### Assignment
Copy out the full text about the new UM trauma center for Indian Country word for word.

### Exercise text
• • •

Photo illustration by Todd Goodrich

Treating Trauma
New UM center offers healing tools for Indian Country

Their stories are heartrending.

One boy told how he didn’t have money to buy a lock for his bedroom door, so he stole one from a local hardware store. He used it to protect himself from physical abuse at home.

Another child was asked during therapy to describe what had happened to him as if he were watching a movie. “Well, I don’t like this movie,” he said, “and I think I want to change the channel.”

Aaron Morsette has heard many such stories as a trauma intervention specialist for UM.

“When we interview them, we sit down with the children and ask them to tell us what happened,” he says. “And it’s amazing – oftentimes it just comes pouring out. It’s the first time many of them have had the opportunity to tell their story in a safe environment.”

Morsette works for the Division of Educational Research and Service in UM’s School of Education. The innovative, successful therapies he and his co-workers offered on Montana Indian reservation schools recently helped DERS land a $2.4 million grant to fund a National Native Children’s Trauma Center at UM.

The funding for this first-of-its-kind center came from the U.S. Substance Abuse and Mental Health Services Administration. Kathryn Power, director of the federal Center for Medical Health Services, came to campus Oct. 11 to announce the four-year award personally.

• • •

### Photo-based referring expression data
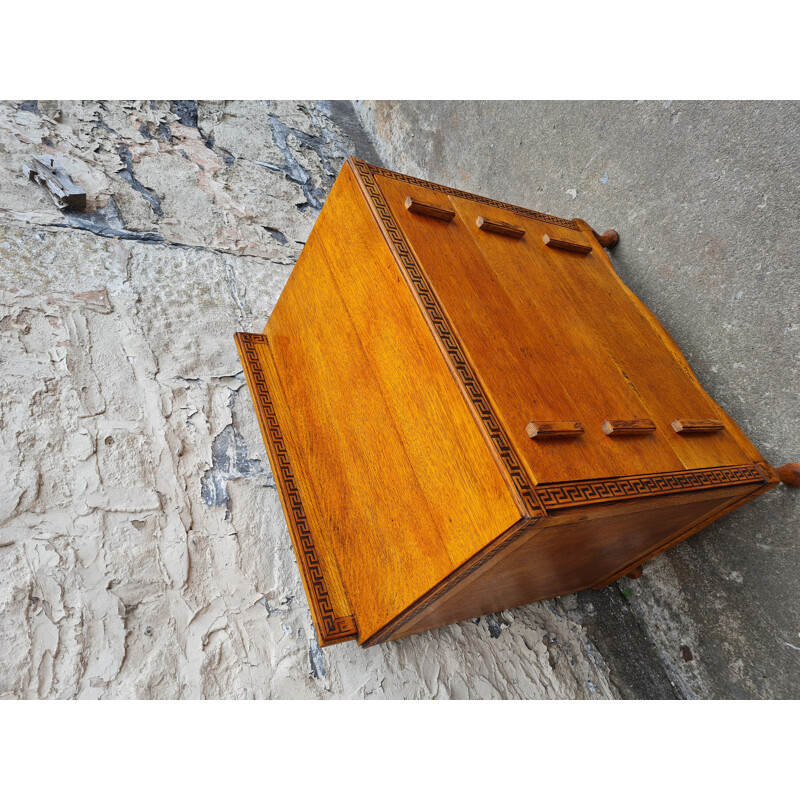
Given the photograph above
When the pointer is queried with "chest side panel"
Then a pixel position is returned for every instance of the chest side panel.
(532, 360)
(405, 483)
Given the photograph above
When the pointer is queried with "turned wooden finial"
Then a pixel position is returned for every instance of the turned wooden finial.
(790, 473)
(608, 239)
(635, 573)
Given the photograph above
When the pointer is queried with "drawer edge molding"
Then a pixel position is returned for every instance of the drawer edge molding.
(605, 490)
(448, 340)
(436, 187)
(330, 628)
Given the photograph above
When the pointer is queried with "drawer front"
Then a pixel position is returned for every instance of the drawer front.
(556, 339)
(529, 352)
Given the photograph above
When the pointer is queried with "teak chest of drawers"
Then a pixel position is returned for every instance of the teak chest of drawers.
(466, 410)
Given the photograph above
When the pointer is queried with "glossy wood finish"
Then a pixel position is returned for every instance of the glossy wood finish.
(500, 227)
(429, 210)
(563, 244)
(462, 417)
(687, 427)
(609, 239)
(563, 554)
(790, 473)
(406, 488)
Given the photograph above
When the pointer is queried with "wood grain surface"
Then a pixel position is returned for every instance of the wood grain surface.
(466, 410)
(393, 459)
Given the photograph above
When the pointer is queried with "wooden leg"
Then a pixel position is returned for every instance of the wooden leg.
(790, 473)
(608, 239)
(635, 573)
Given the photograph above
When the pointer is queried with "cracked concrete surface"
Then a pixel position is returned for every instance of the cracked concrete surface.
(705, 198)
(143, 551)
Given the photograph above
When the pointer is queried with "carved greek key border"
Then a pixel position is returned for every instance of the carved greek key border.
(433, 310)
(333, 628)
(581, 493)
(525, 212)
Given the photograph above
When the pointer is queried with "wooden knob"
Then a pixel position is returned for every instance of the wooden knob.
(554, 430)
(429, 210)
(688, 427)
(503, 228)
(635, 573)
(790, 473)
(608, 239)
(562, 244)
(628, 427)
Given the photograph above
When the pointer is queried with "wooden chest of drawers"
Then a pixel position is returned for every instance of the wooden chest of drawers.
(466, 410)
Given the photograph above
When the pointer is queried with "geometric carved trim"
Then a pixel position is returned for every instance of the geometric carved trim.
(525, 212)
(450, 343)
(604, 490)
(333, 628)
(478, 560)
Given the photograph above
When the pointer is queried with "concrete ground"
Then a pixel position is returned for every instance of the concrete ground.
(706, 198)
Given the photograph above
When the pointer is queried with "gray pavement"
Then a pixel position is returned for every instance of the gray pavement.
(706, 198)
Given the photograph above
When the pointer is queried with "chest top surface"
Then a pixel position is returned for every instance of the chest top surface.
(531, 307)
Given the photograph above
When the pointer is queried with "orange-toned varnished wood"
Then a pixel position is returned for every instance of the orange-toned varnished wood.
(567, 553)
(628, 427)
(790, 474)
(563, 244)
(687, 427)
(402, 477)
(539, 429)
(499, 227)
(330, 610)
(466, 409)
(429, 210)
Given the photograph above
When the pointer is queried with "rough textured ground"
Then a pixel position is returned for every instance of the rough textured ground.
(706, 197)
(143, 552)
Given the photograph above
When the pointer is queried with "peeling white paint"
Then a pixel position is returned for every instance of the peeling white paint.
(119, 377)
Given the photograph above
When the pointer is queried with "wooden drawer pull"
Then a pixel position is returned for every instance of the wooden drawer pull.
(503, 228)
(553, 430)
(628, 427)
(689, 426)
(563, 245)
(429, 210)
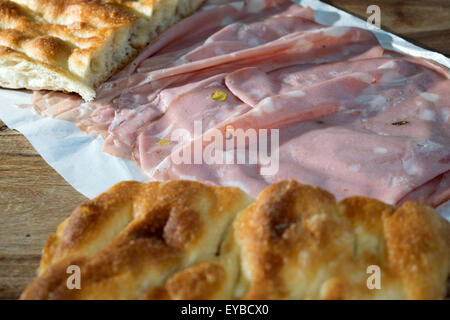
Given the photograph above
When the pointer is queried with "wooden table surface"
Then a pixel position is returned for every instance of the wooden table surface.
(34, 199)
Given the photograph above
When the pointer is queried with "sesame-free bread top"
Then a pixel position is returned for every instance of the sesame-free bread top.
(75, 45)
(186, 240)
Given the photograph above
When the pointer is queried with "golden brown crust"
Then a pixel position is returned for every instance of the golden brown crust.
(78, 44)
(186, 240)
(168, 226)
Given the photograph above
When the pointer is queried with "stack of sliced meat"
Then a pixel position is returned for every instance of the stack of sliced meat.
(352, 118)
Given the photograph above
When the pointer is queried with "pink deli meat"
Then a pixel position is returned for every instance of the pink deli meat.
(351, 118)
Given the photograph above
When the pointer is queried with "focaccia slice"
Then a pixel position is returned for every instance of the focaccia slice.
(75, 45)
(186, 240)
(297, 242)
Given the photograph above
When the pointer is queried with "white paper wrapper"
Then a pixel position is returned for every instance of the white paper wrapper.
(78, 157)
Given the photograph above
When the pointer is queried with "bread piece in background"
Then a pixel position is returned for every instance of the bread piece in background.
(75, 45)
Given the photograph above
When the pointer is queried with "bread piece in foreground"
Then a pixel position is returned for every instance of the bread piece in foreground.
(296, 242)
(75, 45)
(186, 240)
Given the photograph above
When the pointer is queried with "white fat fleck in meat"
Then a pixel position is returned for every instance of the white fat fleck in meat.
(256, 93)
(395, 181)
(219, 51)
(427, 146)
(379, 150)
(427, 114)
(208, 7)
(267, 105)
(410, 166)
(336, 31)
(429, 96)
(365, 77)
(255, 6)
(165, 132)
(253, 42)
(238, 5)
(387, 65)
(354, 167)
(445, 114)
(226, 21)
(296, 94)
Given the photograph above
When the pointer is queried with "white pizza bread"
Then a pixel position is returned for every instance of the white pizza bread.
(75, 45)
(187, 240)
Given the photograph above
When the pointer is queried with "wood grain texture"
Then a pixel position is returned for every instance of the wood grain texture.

• • •

### Solution for this problem
Photo illustration by Todd Goodrich

Treating Trauma
New UM center offers healing tools for Indian Country

Their stories are heartrending.

One boy told how he didn’t have money to buy a lock for his bedroom door, so he stole one from a local hardware store. He used it to protect himself from physical abuse at home.

Another child was asked during therapy to describe what had happened to him as if he were watching a movie. “Well, I don’t like this movie,” he said, “and I think I want to change the channel.”

Aaron Morsette has heard many such stories as a trauma intervention specialist for UM.

“When we interview them, we sit down with the children and ask them to tell us what happened,” he says. “And it’s amazing – oftentimes it just comes pouring out. It’s the first time many of them have had the opportunity to tell their story in a safe environment.”

Morsette works for the Division of Educational Research and Service in UM’s School of Education. The innovative, successful therapies he and his co-workers offered on Montana Indian reservation schools recently helped DERS land a $2.4 million grant to fund a National Native Children’s Trauma Center at UM.

The funding for this first-of-its-kind center came from the U.S. Substance Abuse and Mental Health Services Administration. Kathryn Power, director of the federal Center for Medical Health Services, came to campus Oct. 11 to announce the four-year award personally.